* _Aim of the exercise_
Once the line with "the sheep leg" is found, return it along with every line after it, exactly, through the end of the material.
========================================================================
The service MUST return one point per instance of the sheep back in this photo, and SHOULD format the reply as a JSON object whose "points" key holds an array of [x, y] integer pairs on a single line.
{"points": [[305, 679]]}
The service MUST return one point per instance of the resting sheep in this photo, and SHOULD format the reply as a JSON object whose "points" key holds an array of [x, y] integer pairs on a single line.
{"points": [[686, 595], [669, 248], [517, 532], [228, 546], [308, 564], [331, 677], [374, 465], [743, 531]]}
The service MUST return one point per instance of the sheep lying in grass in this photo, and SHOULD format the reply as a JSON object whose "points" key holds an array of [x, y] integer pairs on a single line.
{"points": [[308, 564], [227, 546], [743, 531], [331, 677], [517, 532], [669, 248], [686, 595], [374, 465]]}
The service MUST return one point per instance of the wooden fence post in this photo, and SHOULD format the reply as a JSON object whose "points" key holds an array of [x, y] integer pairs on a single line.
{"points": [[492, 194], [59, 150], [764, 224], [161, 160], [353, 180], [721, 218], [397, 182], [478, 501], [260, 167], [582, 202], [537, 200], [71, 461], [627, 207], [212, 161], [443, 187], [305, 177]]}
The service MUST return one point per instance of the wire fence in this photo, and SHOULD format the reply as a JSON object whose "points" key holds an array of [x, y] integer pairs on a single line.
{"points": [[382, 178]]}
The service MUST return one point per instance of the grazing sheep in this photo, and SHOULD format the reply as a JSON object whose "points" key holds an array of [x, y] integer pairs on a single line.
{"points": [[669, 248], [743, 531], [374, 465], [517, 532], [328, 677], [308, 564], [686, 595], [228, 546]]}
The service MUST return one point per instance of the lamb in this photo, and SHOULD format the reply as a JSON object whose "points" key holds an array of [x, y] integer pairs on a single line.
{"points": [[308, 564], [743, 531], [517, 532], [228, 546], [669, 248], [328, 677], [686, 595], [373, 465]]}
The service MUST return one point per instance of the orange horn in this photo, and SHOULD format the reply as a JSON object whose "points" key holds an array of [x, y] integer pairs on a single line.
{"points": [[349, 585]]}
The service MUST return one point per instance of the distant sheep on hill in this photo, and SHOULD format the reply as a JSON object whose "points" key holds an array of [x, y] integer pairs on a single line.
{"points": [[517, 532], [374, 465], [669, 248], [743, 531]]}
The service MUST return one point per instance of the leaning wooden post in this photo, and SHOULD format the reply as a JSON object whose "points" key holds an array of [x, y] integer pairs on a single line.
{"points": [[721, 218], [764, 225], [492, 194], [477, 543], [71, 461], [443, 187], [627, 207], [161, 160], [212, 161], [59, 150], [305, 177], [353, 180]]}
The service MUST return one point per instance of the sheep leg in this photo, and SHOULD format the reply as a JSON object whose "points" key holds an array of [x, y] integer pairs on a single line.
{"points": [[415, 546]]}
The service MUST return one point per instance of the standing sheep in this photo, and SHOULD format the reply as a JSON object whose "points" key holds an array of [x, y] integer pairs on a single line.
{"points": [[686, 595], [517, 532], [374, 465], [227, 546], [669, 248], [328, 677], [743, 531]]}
========================================================================
* _Task output_
The service MUST return one point per instance of the sheep leg in this photo, and SHOULD format the reply as a JSON object whose "points" key holds an array of [x, y] integer pairs on a single line.
{"points": [[415, 546]]}
The service MUST return one point per instance of the standing sheep in this photo, and SHOULD format the reply as a JSON object whose "points" key holds an array of [x, y] integer pairs on a single line.
{"points": [[686, 595], [517, 532], [374, 465], [227, 546], [669, 248], [328, 677], [743, 531]]}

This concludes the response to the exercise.